# Record extracts start

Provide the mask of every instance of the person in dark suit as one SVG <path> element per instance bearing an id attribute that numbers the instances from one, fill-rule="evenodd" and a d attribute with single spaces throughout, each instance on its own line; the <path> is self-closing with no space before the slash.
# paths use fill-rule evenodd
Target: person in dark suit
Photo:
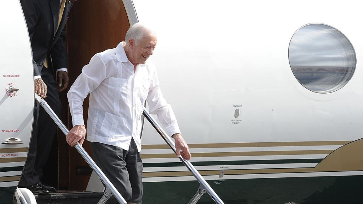
<path id="1" fill-rule="evenodd" d="M 58 92 L 66 89 L 69 81 L 65 26 L 74 0 L 20 0 L 32 45 L 35 93 L 58 116 Z M 46 194 L 56 190 L 41 181 L 57 127 L 43 108 L 35 104 L 33 131 L 19 185 L 34 194 Z"/>

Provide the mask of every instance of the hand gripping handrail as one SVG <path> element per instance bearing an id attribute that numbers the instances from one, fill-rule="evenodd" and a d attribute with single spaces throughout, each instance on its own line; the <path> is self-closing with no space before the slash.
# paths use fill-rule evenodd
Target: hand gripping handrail
<path id="1" fill-rule="evenodd" d="M 36 94 L 35 94 L 35 100 L 44 109 L 44 110 L 48 113 L 49 116 L 52 118 L 52 119 L 54 121 L 54 122 L 57 124 L 57 125 L 58 126 L 59 128 L 62 130 L 62 131 L 63 132 L 63 133 L 65 135 L 67 135 L 68 134 L 68 132 L 69 132 L 67 127 L 66 127 L 64 124 L 63 124 L 61 120 L 58 118 L 58 116 L 53 111 L 53 110 L 52 110 L 50 107 L 49 106 L 49 105 L 45 102 L 45 101 L 42 98 L 40 97 L 38 95 Z M 79 145 L 79 143 L 77 144 L 74 146 L 76 148 L 81 154 L 83 158 L 86 160 L 87 163 L 89 164 L 90 166 L 92 168 L 93 171 L 97 174 L 97 175 L 99 177 L 100 179 L 101 180 L 103 183 L 107 187 L 106 188 L 107 190 L 109 190 L 110 191 L 112 192 L 113 195 L 115 196 L 116 199 L 121 204 L 126 204 L 127 203 L 125 199 L 122 197 L 122 196 L 120 194 L 120 193 L 117 191 L 117 190 L 116 189 L 116 188 L 114 186 L 111 182 L 110 181 L 110 180 L 107 178 L 103 172 L 101 171 L 101 170 L 99 169 L 99 168 L 96 164 L 96 163 L 94 163 L 93 160 L 91 158 L 91 157 L 87 153 L 87 152 L 85 150 L 85 149 L 82 147 L 82 146 Z M 107 192 L 106 191 L 106 192 Z"/>
<path id="2" fill-rule="evenodd" d="M 174 151 L 174 152 L 175 154 L 176 154 L 176 150 L 175 149 L 175 145 L 174 143 L 174 142 L 168 136 L 168 135 L 158 123 L 158 122 L 150 115 L 147 110 L 144 107 L 143 114 L 146 119 L 147 119 L 147 120 L 151 123 L 151 125 L 154 127 L 154 128 L 155 128 L 156 131 L 160 135 L 160 136 L 165 140 L 165 142 L 166 142 L 170 148 Z M 184 164 L 184 165 L 187 167 L 187 168 L 188 168 L 189 171 L 192 172 L 192 174 L 193 174 L 194 177 L 195 177 L 195 178 L 199 182 L 199 183 L 200 184 L 200 186 L 199 187 L 198 191 L 189 203 L 196 203 L 200 197 L 204 193 L 204 192 L 203 190 L 205 190 L 209 194 L 211 197 L 213 199 L 214 201 L 216 202 L 216 203 L 217 203 L 218 204 L 224 204 L 223 201 L 222 201 L 221 199 L 219 198 L 219 197 L 217 195 L 217 193 L 214 192 L 214 191 L 213 190 L 209 184 L 208 184 L 208 183 L 205 181 L 205 180 L 203 178 L 199 172 L 194 168 L 194 166 L 190 162 L 185 159 L 183 158 L 183 156 L 181 156 L 179 158 L 182 161 L 182 162 Z"/>

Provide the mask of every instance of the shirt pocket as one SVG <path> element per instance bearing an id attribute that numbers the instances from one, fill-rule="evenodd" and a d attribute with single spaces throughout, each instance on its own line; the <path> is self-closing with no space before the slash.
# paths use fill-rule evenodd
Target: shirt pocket
<path id="1" fill-rule="evenodd" d="M 149 94 L 150 88 L 150 79 L 147 77 L 143 78 L 141 86 L 140 86 L 140 93 L 142 100 L 144 101 Z"/>
<path id="2" fill-rule="evenodd" d="M 116 77 L 109 78 L 108 92 L 115 99 L 127 97 L 127 79 Z"/>
<path id="3" fill-rule="evenodd" d="M 127 130 L 128 128 L 126 119 L 106 113 L 100 130 L 106 137 L 114 138 L 115 137 L 125 136 Z"/>

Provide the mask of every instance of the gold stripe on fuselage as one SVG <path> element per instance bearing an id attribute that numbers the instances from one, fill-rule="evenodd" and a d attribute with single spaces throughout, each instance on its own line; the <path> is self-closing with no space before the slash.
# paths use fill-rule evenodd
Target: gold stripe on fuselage
<path id="1" fill-rule="evenodd" d="M 16 181 L 20 179 L 20 176 L 4 176 L 0 177 L 0 182 L 7 181 Z"/>
<path id="2" fill-rule="evenodd" d="M 296 146 L 323 146 L 344 145 L 350 142 L 346 141 L 319 141 L 311 142 L 243 142 L 236 143 L 211 143 L 188 144 L 190 148 L 225 148 L 232 147 L 287 147 Z M 144 150 L 170 149 L 167 144 L 144 144 Z"/>
<path id="3" fill-rule="evenodd" d="M 295 150 L 288 151 L 256 151 L 253 152 L 205 152 L 192 153 L 193 157 L 211 157 L 220 156 L 270 156 L 278 155 L 301 155 L 309 154 L 329 154 L 333 150 Z M 175 154 L 150 154 L 141 155 L 142 159 L 155 159 L 172 158 L 175 157 Z"/>

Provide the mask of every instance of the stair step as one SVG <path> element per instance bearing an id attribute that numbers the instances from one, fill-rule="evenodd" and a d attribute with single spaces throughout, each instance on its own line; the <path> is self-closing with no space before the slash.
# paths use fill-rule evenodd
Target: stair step
<path id="1" fill-rule="evenodd" d="M 103 195 L 90 191 L 62 191 L 35 197 L 38 204 L 91 204 L 97 203 Z"/>

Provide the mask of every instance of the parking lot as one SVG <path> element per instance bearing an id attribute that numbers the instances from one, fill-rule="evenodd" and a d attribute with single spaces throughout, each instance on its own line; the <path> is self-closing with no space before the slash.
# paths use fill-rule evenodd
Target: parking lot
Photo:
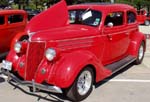
<path id="1" fill-rule="evenodd" d="M 140 26 L 140 31 L 150 35 L 150 26 Z M 63 96 L 39 92 L 27 93 L 28 88 L 15 88 L 0 75 L 1 102 L 68 102 Z M 110 78 L 97 83 L 93 92 L 83 102 L 149 102 L 150 101 L 150 39 L 141 65 L 129 65 Z"/>

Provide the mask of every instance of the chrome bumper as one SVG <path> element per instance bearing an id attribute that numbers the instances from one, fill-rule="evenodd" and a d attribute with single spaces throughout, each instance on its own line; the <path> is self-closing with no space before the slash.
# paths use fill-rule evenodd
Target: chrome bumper
<path id="1" fill-rule="evenodd" d="M 63 93 L 61 88 L 59 88 L 57 86 L 49 86 L 49 85 L 38 84 L 38 83 L 35 83 L 34 80 L 32 80 L 32 81 L 22 81 L 19 78 L 17 78 L 15 75 L 10 73 L 9 71 L 4 70 L 3 68 L 1 68 L 1 73 L 8 76 L 8 81 L 13 80 L 18 85 L 24 85 L 24 86 L 32 87 L 33 92 L 35 92 L 36 89 L 39 89 L 39 90 L 53 92 L 53 93 Z"/>

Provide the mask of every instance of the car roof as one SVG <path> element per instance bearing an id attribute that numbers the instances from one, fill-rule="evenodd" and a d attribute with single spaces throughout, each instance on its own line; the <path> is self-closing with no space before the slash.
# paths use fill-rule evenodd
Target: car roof
<path id="1" fill-rule="evenodd" d="M 0 10 L 0 14 L 4 15 L 4 14 L 25 14 L 26 11 L 24 10 Z"/>
<path id="2" fill-rule="evenodd" d="M 108 11 L 108 10 L 114 10 L 114 11 L 124 11 L 124 10 L 130 10 L 134 9 L 134 7 L 127 5 L 127 4 L 117 4 L 117 3 L 83 3 L 83 4 L 77 4 L 77 5 L 71 5 L 68 7 L 68 9 L 86 9 L 86 8 L 92 8 L 100 11 Z"/>

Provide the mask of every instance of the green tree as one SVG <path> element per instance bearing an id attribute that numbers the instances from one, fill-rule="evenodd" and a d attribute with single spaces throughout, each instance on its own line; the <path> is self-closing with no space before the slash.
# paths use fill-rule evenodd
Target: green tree
<path id="1" fill-rule="evenodd" d="M 7 6 L 8 1 L 7 0 L 0 0 L 0 5 Z"/>

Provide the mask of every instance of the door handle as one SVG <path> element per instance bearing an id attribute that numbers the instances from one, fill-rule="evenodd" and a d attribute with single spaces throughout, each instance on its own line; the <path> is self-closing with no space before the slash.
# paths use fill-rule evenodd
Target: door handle
<path id="1" fill-rule="evenodd" d="M 108 34 L 107 37 L 109 40 L 112 40 L 112 35 Z"/>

# Record extracts end

## Short problem
Rewrite the part of the entries that opens at the start of the entries and closes with the line containing "93 L 58 116", replacing "dark suit" with "navy suit" and keeping everything else unchanged. Leave the pictures out of your answer.

## Task response
Provide the mask of every instance of the person in navy suit as one SVG <path> element per instance bearing an id attribute that numbers the instances from one, fill-rule="evenodd" and a d attribute with single spaces throughout, each instance on its own line; the <path> is self-closing with no space before the slash.
# paths use fill-rule evenodd
Target: person in navy suit
Photo:
<path id="1" fill-rule="evenodd" d="M 58 92 L 66 89 L 69 81 L 65 26 L 74 0 L 20 0 L 32 45 L 35 93 L 58 116 Z M 46 194 L 56 190 L 41 181 L 57 127 L 43 108 L 35 104 L 33 131 L 19 185 L 34 194 Z"/>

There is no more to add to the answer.